■ **WORK INSTRUCTION**: Exact copies of the line with "of the wooden" and of all lines after it through the end of the entries are required, and no other lines.

━━━ RECORDS FOR THE TASK

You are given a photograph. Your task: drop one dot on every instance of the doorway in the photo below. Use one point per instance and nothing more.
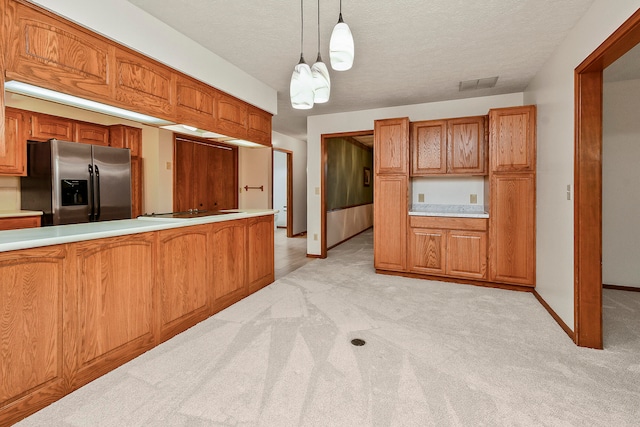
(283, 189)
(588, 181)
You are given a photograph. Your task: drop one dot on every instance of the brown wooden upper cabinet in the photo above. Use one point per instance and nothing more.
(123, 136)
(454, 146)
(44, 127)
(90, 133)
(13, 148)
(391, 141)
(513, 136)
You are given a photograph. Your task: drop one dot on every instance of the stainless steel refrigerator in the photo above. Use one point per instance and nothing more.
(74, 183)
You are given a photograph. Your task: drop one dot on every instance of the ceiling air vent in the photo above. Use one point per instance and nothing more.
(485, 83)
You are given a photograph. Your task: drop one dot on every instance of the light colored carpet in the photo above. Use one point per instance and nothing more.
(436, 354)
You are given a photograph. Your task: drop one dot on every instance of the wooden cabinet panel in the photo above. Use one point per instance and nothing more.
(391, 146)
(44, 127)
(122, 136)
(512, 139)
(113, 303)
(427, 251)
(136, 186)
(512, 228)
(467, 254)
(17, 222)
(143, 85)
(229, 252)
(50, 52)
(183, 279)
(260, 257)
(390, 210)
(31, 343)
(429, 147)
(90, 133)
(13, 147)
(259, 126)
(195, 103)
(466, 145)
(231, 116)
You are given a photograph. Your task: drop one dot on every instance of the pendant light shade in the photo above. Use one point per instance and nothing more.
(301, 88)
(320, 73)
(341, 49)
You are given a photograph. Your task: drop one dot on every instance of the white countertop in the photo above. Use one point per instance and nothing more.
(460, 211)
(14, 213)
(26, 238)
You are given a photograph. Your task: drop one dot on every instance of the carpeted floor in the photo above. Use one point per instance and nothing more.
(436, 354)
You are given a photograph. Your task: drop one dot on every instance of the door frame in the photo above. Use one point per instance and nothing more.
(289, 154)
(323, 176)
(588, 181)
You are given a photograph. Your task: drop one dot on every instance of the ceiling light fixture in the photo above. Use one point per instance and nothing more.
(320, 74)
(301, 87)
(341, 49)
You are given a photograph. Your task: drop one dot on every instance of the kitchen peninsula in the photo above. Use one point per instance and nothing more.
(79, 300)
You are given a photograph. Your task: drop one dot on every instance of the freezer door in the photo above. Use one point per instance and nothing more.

━━━━━━

■ **TASK RESPONSE**:
You are given a photograph. Your task: drop one dot on every instance of the wooden cabinet panel in the photo above. Use one point per instance and nothing more.
(391, 146)
(44, 127)
(122, 136)
(512, 139)
(113, 303)
(427, 251)
(136, 186)
(512, 228)
(467, 254)
(17, 222)
(143, 85)
(229, 252)
(50, 52)
(183, 279)
(260, 257)
(390, 210)
(31, 343)
(429, 147)
(90, 133)
(13, 147)
(259, 126)
(195, 103)
(466, 145)
(231, 116)
You are given a photograph. Your task: drop one dot on every instance of the pendant light shade in the photo above. Use one point per instance and nothing more.
(301, 88)
(320, 73)
(341, 49)
You are given a photograph. Your task: drop one dot on every instance of the white countertop in the photo above. Use one point per instance and nothing more.
(460, 211)
(14, 213)
(26, 238)
You are given a photograph. Your task: drop one dot on every instance of the carpeted floor in the photo above. Use one point per instance and nothing more.
(436, 354)
You are given a photograph. Your task: drop one dot on every instance of the door frame in the photo above. Use one point per instance and nothing more.
(289, 154)
(323, 176)
(588, 181)
You are given a photograph. Your task: drop one dot on every instance of the ceiling light fixture in the photo above. Use one point per instance and nothing more.
(320, 74)
(301, 87)
(341, 49)
You are given a photograph. Your task: drop one dot on every instance of the kitchen peninsula in the photo above. Use one point per instance and nothing more.
(79, 300)
You are given a photograph. Your task: drop one dot on every instance of the freezer door in the photo above. Use one point per instance and nothing more.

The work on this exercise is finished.